When the Pilgrim Fathers made up their minds to start on that wonderful voyage in the Mayflower, across the stormy ocean, in order that they might find in the wilderness "freedom to worship God," they had to borrow money for the journey.

All the things required for founding a colony in the new world meant quite a large sum, even though the Pilgrims were as economical as it was possible to be. After trying a long time they succeeded in finding some merchants in London who were willing to let them have what they needed on the condition that the Pilgrims for seven years should give the merchants a one-half share of all profits they might get in trade or by fishing or farming in the new country. So the Pilgrim Fathers and the London Merchants signed a partnership; a grant of land was obtained for the new colony from one of the great land companies which under the King controlled the western world; and in September, 1620, the Mayflower at last put to sea for her voyage across the Atlantic.

Everyone knows the sufferings of the little colony at Plymouth during that first cruel winter on the bleak New England shore. Far from being able to send any profits back to England in this spring of 1621, they had to borrow more money.
The Pilgrims did not all stay quietly in Ply-mouth, clearing their farms and raising their corn. They had brought over in the Mayflower a shallop, a small sail-boat such as would now be called a sloop. It had been stowed away in parts in the ship, and was put together by the ship's carpenter after they landed. Several years later, a ship carpenter, who had joined the colony, made them two good and strong shallops. In these the more venturous of the young men sailed up and down the coast, and worked up some trade with the Indians at different points.

One of these sailing trips was especially mentioned by Governor Bradford, in his history of the colony, because it led to important events.

It was in the fall of 1625, after their first abundant harvest, that half a dozen of the "old standards," as Governor Bradford calls them, loaded one of the two new shallops with corn for an expedition up the coast. They had laid a little deck over part of the boat to keep the corn dry, but the men had no shelter from any storms that might come. Edward Winslow, one of the finest of the Pilgrim men, afterwards Governor of the colony, was skipper.

Northward and eastward they sailed up along the shore, by Seguin Island, which had no light-house then, and across Merrymeeting Bay, and entered a fine large river, called Kennebec. They sailed by a large island upon which was an Indian village, the home of an Indian sachem. They kept on sailing up the river between hills heavily wooded with pine and fringed with birches at the water's edge and did not stop until they came to the head of the tide, where the swift river current met and overcame the movement from the ocean.

Here, just below the first rapids, they found an Indian village, and were received in a most friendly manner. They unloaded the corn from their shallop, and the Indians brought beaver skins and other furs from the wigwams and traded the pelts for the corn. When the shallop came again into Plymouth Harbor, she carried seven hundred pounds of beaver fur, which the Pilgrims were happy to send to England by the next ship that sailed.

- Task instructions:
[A] Please answer these questions from the account of the Pilgrims' voyage and trade:
(i) For how many years did the Pilgrims agree to give the London merchants half of their profits?
(ii) Who was skipper of the shallop on the 1625 corn expedition?
(iii) How many pounds of beaver fur did the shallop bring back into Plymouth Harbor?
[B] Carry the account of the Pilgrims' voyage and trade forward from its final sentence with the next stretch of the story.

- Data excerpt:
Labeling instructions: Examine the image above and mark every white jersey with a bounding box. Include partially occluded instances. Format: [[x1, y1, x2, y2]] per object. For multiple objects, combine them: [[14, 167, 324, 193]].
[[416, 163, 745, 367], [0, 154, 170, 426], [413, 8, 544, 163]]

- Outputs in order:
[A]
(i) Seven years.
(ii) Edward Winslow.
(iii) Seven hundred pounds.

[B]
The Pilgrims were now having a hard time with their creditors, the London Merchants, who heaped reproaches upon them for their delay in paying their debts. They were now sending to England by every returning boat what little they were able to procure, a few clapboards they had made, or some furs they had taken in trade, and every now and then one of their number would go to London to make explanations and excuses, and to borrow a little more money if he could to purchase things to carry home. The whole of their borrowings made a large amount for a handful of settlers in the wilderness, toiling hard to feed and clothe their growing families, to send over the sea in a few years. No wonder the thoughts of Edward Winslow and the rest of the "old standards" went often to the Indian village at the head of the tide on the Kennebec, and to the splendid furs that the Indian hunters brought down every year from the country up the river.

When Isaac Allerton went to England the second time, he obtained from the great land company which held all of New England, a grant or patent of the land upon which Plymouth Colony was settled, and also of a large tract of land lying on both sides of the Kennebec River, which the Pilgrims were anxious to control for the purpose of trading in furs with the Indians. The former patents had run to someone in England. This time the grant was made to William Bradford and a few men associated with him, as the responsible men of the colony. These men became, as it were, trustees for the colony until its debts should be paid. By agreement between themselves and the colony they were to control all its trade and to have the use of all boats until their trust was fulfilled.

So the Pilgrims of Plymouth became the owners of a large part of the Kennebec valley, the land upon which now stand some of the beautiful cities and villages of central Maine. What was much more important to them, they were able to control the valuable fur trade of the whole region, and to keep it from the fishing fleets which came every year from Europe to the mouth of the river. The patent in its final form was received in 1629, but a year before that the Plymouth men had built a trading-house, a sort of combination of fort and store-house, upon the east bank of the Kennebec, just below the first rapids, and close to the Indian village where they had traded on their earlier trip. The Indian name of the place was Koussinoc.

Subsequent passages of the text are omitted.